**Job**:
Return all of the entries exactly as written.

**Raw records**:
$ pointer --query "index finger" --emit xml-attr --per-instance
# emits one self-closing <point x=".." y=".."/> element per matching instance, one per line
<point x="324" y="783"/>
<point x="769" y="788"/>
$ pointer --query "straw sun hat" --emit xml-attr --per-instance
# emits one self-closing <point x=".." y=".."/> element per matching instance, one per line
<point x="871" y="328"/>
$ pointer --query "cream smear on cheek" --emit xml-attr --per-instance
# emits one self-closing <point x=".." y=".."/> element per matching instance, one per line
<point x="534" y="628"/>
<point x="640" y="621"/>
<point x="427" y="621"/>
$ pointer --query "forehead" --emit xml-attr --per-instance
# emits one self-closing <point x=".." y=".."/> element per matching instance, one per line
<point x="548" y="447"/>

**Result of the exercise**:
$ pointer --query "index finger" --emit xml-attr --per-instance
# emits one self-closing <point x=".." y=".."/> element per matching instance, one per line
<point x="324" y="783"/>
<point x="769" y="788"/>
$ pointer --query "straw sun hat" --emit xml-attr --per-instance
# emits one self-closing <point x=".." y=".."/> element per matching instance, one per line
<point x="871" y="328"/>
$ pointer --query "cream smear on cheek" --emit xml-attr --per-instance
# emits one self-closing <point x=".." y=".."/> element per matching instance, one per line
<point x="534" y="628"/>
<point x="640" y="621"/>
<point x="427" y="621"/>
$ pointer --query "forehead" --emit xml-attr --per-instance
# emits one self-closing <point x=".." y=".."/> element per matching instance, one per line
<point x="548" y="447"/>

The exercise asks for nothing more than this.